> _Stated exercise_: Filter the data below and copy out each line that contains the word "forest". Treat uppercase and lowercase letters as different.

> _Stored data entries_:

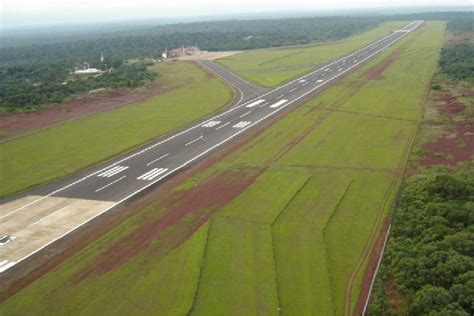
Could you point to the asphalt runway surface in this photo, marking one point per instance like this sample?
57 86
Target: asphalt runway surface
32 221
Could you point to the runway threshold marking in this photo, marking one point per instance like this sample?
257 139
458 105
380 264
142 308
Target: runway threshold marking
111 183
241 124
245 114
211 124
194 140
275 105
157 159
111 172
250 105
222 126
153 173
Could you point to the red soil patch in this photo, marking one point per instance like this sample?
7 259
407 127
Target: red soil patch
369 273
456 147
80 106
206 198
449 106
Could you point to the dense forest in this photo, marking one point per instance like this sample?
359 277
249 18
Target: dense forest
431 251
32 72
221 35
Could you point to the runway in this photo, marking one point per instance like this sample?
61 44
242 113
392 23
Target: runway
32 221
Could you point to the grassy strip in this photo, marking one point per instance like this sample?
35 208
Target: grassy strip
238 276
241 273
54 152
147 284
271 67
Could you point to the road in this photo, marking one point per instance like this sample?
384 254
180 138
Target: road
245 90
35 220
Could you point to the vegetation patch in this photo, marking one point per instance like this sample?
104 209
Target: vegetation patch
68 147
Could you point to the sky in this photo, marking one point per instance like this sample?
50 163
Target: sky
14 13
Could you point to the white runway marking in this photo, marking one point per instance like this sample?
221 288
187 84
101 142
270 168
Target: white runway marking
6 239
278 103
153 173
108 185
111 172
211 124
4 265
222 126
42 219
194 140
159 158
245 114
241 124
188 162
254 103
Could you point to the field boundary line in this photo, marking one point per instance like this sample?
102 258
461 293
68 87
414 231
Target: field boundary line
290 200
417 127
347 306
378 221
323 235
201 267
368 114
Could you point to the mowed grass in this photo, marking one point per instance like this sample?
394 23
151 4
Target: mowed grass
271 67
238 276
54 152
291 242
141 286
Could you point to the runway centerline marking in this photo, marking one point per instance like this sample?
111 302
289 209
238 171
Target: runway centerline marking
153 173
375 52
222 126
211 124
157 159
194 140
254 103
111 172
111 183
241 124
275 105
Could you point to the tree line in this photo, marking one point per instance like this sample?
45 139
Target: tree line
29 87
431 248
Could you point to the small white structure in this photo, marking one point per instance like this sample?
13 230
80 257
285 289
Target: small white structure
87 70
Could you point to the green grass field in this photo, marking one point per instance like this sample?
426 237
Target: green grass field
292 243
54 152
272 67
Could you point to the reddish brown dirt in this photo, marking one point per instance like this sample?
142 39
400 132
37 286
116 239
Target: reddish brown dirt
206 199
456 147
457 143
80 106
449 106
369 273
376 73
40 264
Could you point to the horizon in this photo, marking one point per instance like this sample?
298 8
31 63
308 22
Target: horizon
12 18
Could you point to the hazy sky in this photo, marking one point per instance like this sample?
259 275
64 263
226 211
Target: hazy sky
30 12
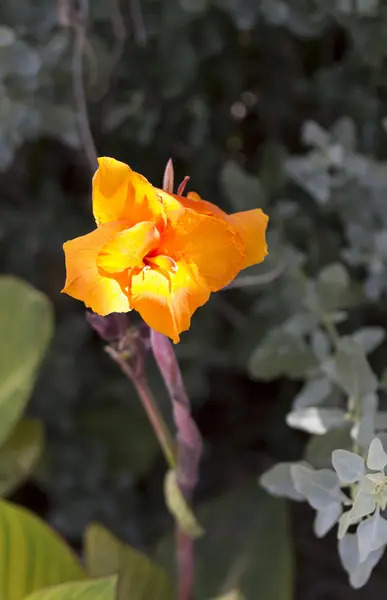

> _Response_:
Could you point to the dense forest in this photo, marking one point per instance like this sample?
Target: dense forest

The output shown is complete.